- INSTRUCTION -
Render the data below as a numbered list, omitting blank lines. Cover only everything from the line containing "Thank you for the photo. Could you point to the small" down to the line containing "column 911, row 200", both lines included.

- DATA PROVIDED -
-- Begin --

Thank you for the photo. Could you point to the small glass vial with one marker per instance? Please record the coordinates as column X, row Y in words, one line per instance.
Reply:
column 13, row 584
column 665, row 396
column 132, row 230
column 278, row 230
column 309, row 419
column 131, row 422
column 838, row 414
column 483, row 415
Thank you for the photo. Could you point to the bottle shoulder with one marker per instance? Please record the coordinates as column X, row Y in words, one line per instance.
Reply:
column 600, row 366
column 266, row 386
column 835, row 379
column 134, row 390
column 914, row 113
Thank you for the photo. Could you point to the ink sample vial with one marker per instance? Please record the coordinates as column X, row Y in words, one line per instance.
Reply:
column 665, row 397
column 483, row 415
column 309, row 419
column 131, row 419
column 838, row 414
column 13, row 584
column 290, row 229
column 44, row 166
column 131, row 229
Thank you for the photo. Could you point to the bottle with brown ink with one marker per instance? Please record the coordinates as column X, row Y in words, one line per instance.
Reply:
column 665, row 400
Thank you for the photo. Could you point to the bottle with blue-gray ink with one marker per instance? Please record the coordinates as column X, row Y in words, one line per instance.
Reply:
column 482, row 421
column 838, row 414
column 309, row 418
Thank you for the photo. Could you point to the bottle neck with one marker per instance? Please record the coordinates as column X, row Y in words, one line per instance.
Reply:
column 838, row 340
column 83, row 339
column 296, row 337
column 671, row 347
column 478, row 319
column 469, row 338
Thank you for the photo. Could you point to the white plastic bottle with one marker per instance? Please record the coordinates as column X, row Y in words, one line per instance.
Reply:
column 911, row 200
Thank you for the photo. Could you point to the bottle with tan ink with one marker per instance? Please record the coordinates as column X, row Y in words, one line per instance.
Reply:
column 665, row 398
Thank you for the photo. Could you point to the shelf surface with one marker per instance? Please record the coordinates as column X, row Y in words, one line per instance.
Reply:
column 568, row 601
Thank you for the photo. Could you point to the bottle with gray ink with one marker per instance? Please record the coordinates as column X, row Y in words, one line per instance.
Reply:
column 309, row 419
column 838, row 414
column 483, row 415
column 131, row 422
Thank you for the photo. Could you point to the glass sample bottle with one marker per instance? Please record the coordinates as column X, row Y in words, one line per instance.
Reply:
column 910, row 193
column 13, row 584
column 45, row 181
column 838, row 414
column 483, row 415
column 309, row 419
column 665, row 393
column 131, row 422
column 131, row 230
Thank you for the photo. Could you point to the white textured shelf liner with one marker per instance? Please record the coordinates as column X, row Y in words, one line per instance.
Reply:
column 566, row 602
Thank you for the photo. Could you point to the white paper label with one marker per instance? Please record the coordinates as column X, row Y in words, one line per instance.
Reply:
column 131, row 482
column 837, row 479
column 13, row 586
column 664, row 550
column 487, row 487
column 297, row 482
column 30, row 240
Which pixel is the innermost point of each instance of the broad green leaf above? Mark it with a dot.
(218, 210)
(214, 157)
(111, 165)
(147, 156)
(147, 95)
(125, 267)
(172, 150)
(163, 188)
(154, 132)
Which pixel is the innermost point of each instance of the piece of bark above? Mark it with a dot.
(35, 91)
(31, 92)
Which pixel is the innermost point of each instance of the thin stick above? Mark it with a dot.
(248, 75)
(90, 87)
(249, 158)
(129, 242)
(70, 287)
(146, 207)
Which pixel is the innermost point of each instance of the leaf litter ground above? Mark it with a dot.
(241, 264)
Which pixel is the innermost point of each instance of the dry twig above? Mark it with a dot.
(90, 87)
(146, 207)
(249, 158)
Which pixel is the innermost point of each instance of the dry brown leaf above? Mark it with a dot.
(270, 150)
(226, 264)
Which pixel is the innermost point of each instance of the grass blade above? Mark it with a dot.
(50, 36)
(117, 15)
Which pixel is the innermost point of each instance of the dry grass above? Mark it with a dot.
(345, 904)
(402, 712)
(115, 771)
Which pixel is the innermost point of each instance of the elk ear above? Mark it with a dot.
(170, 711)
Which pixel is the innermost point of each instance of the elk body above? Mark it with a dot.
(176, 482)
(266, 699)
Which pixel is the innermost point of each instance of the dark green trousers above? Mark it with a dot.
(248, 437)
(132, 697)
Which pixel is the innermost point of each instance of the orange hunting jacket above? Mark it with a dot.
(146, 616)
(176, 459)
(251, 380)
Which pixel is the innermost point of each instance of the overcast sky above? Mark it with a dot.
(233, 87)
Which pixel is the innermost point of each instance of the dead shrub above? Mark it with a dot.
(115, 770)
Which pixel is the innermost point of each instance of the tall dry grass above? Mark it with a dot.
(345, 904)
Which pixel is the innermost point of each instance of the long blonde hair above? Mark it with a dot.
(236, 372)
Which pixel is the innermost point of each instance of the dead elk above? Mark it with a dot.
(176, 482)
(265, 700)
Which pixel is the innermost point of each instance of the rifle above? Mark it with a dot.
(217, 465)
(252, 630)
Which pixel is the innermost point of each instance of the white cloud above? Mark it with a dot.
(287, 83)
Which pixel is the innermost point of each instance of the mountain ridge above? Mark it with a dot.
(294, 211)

-- End --
-- Begin --

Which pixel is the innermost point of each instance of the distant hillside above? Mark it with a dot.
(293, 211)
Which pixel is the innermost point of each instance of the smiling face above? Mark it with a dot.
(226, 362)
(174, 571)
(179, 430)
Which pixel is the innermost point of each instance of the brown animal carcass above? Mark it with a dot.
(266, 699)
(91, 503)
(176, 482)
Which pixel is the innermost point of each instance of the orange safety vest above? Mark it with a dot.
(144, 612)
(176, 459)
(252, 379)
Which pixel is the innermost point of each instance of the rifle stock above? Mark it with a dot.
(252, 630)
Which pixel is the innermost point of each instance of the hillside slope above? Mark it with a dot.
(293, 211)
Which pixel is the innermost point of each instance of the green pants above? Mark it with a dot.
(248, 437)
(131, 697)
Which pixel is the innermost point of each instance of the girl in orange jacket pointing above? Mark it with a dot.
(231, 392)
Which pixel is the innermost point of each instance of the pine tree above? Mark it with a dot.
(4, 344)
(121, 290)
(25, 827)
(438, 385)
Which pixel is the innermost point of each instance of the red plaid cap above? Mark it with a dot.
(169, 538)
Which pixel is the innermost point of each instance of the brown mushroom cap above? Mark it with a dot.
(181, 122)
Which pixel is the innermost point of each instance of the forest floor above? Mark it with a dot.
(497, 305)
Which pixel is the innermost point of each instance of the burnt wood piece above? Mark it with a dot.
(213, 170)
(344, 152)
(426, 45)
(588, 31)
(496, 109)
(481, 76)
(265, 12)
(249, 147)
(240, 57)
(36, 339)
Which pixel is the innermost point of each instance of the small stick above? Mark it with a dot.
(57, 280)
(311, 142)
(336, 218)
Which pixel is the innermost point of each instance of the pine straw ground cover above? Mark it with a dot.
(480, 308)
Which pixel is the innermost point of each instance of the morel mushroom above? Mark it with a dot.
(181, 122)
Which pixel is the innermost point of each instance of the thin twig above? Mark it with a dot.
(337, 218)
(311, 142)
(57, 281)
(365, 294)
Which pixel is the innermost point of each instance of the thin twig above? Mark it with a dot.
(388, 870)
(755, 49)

-- End --
-- Begin --

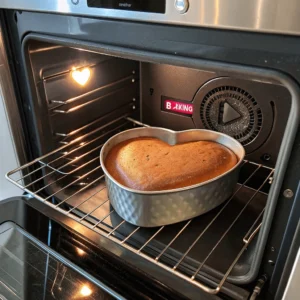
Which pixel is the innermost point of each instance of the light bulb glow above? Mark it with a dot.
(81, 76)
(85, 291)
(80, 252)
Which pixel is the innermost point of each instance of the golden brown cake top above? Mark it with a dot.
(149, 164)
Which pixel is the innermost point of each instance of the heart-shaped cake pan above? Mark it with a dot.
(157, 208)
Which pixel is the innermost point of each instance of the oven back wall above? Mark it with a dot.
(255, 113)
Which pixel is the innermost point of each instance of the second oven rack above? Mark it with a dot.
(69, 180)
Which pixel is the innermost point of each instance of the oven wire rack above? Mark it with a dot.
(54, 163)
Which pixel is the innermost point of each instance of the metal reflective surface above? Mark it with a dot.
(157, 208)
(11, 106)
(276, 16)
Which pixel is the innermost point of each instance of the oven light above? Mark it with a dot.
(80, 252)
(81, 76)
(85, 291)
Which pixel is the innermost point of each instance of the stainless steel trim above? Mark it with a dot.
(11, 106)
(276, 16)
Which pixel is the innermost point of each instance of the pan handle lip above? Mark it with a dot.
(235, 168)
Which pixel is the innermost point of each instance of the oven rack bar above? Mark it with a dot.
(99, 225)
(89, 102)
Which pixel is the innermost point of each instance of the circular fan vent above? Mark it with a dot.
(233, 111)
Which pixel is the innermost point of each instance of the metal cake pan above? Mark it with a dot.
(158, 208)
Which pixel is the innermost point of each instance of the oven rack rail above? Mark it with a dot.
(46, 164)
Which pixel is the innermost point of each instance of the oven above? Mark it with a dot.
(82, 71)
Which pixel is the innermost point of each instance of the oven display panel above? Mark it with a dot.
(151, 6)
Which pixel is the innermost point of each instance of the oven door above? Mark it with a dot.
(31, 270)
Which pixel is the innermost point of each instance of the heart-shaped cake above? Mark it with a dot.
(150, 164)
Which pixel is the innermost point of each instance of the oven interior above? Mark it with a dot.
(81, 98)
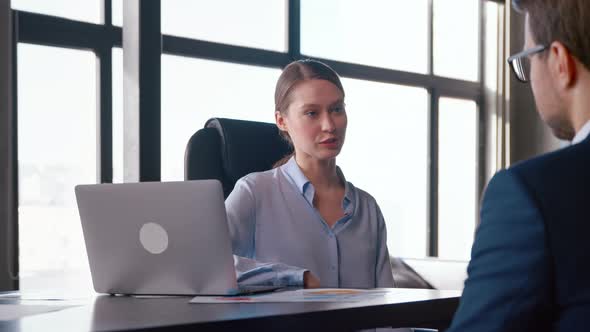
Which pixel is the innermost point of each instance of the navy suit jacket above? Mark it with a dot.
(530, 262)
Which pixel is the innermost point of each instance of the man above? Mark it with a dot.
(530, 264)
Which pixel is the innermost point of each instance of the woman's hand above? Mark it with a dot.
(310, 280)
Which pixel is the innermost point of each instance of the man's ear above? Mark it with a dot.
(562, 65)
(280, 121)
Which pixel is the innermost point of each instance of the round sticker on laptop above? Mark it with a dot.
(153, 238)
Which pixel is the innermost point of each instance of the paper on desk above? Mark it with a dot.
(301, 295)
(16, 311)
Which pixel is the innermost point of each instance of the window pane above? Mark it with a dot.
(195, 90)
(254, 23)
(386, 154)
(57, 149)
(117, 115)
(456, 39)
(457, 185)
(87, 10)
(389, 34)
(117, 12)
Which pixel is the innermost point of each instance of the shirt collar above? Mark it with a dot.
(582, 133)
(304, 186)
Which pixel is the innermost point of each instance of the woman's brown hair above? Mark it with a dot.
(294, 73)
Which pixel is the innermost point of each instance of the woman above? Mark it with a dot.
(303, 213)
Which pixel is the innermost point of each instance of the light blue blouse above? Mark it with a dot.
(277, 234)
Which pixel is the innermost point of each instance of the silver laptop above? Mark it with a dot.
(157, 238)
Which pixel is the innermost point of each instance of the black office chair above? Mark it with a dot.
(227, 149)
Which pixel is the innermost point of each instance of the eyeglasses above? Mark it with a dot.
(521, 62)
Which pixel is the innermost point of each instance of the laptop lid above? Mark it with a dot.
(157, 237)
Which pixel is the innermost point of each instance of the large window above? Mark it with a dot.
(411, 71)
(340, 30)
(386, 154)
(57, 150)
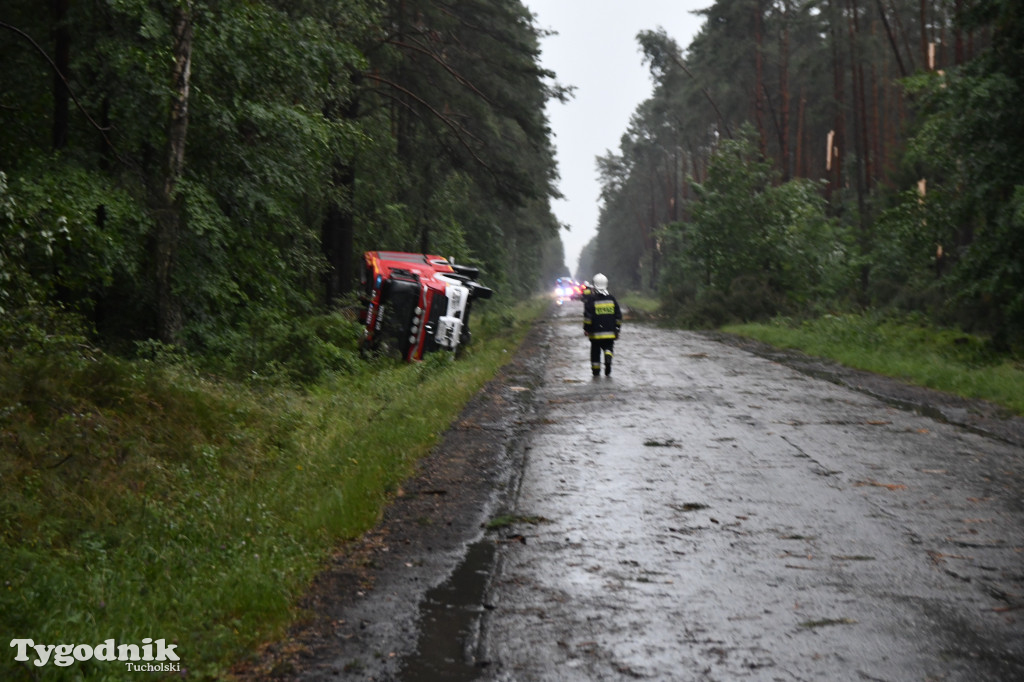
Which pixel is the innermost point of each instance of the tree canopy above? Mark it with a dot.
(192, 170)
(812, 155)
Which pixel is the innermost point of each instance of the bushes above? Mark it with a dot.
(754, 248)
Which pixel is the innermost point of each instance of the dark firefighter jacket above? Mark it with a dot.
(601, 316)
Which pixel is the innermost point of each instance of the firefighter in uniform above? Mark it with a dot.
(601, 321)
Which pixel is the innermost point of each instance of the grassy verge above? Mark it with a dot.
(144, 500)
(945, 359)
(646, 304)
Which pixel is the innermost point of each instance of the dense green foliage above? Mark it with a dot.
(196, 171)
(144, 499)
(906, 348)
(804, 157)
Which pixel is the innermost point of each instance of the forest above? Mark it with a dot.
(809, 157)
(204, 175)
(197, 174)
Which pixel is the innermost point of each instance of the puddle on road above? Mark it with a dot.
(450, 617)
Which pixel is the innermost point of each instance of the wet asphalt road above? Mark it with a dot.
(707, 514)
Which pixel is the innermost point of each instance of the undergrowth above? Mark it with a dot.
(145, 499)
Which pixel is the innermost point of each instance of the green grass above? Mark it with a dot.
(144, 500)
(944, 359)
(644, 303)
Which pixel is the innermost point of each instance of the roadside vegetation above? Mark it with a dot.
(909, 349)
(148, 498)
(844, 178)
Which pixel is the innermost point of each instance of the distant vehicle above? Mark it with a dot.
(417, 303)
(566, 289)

-- End --

- SOLVED PROBLEM -
1. Thank you for the photo. Could you point to the small glass vial with one marker per instance? Please record the coordinates as column X, row Y in words, one line per instance.
2. Reply:
3. column 13, row 584
4. column 665, row 396
5. column 132, row 230
6. column 278, row 230
7. column 309, row 419
8. column 131, row 422
9. column 838, row 414
10. column 483, row 415
11. Thank you for the photo. Could you point to the bottle shoulder with one marker per instance? Please record the coordinates as column X, row Y in words, one line per instance.
12. Reply:
13. column 600, row 366
14. column 266, row 386
15. column 835, row 379
16. column 134, row 390
17. column 914, row 113
18. Thank you for the photo. Could you point to the ink sample vial with one marker per instance? Please record the coordinates as column X, row Y in words, one line per instance.
19. Reply:
20. column 665, row 397
21. column 483, row 415
22. column 309, row 419
23. column 131, row 419
24. column 838, row 414
25. column 13, row 584
26. column 290, row 229
27. column 44, row 166
28. column 131, row 229
29. Thank you for the photo. Could you point to the bottle with brown ink with one marker per instance? Please record the coordinates as column X, row Y in words, one line per instance.
30. Reply:
31. column 665, row 400
32. Thank you for the photo. Could you point to the bottle with blue-gray ink with one marker per instance? Please record the coordinates as column X, row Y in words, one line per instance.
33. Reply:
34. column 482, row 421
35. column 838, row 414
36. column 309, row 418
37. Thank you for the photo. Could you point to the bottle neck with one marker per instance? Please record the coordinates as column X, row Y in words, one line per instance.
38. Reply:
39. column 838, row 340
40. column 83, row 339
41. column 296, row 337
42. column 671, row 347
43. column 478, row 319
44. column 469, row 338
45. Thank you for the photo. Could you point to the white plastic bottle with one marker per instance? Please record the coordinates as column X, row Y in words, one line per instance.
46. Reply:
47. column 911, row 200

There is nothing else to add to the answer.